El texto clásico es el Decamerón.
Es decir: está la peste, se van y se cuentan historias. El otro texto clásico,
que está en el futuro y no es un virus, sino que es el antiintelectualismo,
es Fahrenheit 451. Y el personaje emblemático que sobrevive
contando historias, que se salva contando historias, es Sherezade [de Las
mil y una noches]. No importa que sea un virus, que sea un rey misógino y
asesino, que sean burócratas que quieran eliminar la cultura. La frase de
Flaubert, que le escribe a una amiga en una carta: “Lea para vivir”, es absolutamente
cierta para los lectores. Yo no sé, como decía antes, cómo hace la gente que no
lee para sobrevivir. Porque sí, están las otras artes, pero ninguna como la
literatura nos presta palabras. Las otras artes son extensión del oído, como la
música, extensión de la vista, como la pintura o el cine... La literatura es
una extensión del pensamiento y necesitamos pensar para saber que estamos
sobreviviendo. Y también para darle sentido al momento que vivimos y aceptar
que ese momento va a terminar.
En Italia acaba de surgir un debate
porque el Gobierno ha permitido que las librerías puedan volver a abrir bajo la
consigna de que el libro es también un bien esencial. En esta situación, los
libreros más pequeños, que igual están golpeados de muerte, han denunciado que
en realidad la medida solamente favorece a las grandes cadenas, porque son las
únicas que están en condiciones de tener la infraestructura para brindar
seguridad a sus clientes...
Le cuento: yo quise comprar un par de
libros, ahora, de libreros de segunda mano, y me escriben que no me los pueden
mandar porque no pueden salir siquiera para ir al correo. Amazon, en cambio, lo
hace porque es una compañía que depende de sus esclavos y no le importa si el
esclavo muere llevando el libro el cliente. Y claro, así pueden funcionar, pero
tenemos que aceptar que estamos viviendo en una sociedad de esclavitud.
Mi pregunta es un poco retórica, pero
igual quería conocer su reflexión. Quería saber, primero, si cree que el libro
es un artículo de primera necesidad. Y después, si cree que las librerías
deberían abrir.

——

Qué se pide:
Según el texto para leer, ¿qué frase le escribe Flaubert a una amiga en una carta?

——

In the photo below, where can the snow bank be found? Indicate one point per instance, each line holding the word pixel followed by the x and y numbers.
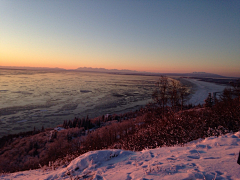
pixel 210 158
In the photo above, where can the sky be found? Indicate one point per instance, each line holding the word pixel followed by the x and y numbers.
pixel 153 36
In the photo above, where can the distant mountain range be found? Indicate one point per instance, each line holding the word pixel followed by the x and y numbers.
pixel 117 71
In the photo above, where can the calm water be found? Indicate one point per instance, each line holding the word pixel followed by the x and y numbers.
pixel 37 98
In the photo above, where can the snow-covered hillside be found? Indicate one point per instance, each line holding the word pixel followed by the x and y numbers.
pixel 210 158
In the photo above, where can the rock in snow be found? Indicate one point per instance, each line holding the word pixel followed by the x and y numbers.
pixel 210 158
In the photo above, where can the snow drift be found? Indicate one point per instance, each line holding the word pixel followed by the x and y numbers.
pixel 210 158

——

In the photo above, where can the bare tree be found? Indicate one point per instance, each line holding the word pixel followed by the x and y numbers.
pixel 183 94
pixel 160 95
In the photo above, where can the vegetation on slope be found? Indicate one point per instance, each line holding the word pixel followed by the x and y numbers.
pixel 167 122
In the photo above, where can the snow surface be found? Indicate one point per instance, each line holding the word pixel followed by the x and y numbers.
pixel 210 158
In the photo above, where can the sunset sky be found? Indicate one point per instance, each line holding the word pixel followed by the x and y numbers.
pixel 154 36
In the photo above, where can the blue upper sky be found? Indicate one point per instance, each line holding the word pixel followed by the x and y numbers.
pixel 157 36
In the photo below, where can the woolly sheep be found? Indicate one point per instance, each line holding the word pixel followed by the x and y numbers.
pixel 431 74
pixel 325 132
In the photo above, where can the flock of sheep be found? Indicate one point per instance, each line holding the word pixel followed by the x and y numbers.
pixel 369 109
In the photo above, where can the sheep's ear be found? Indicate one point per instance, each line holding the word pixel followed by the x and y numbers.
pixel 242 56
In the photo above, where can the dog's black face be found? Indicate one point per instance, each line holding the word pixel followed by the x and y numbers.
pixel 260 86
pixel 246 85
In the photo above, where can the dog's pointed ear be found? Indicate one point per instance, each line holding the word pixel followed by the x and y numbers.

——

Resultado:
«Lea para vivir».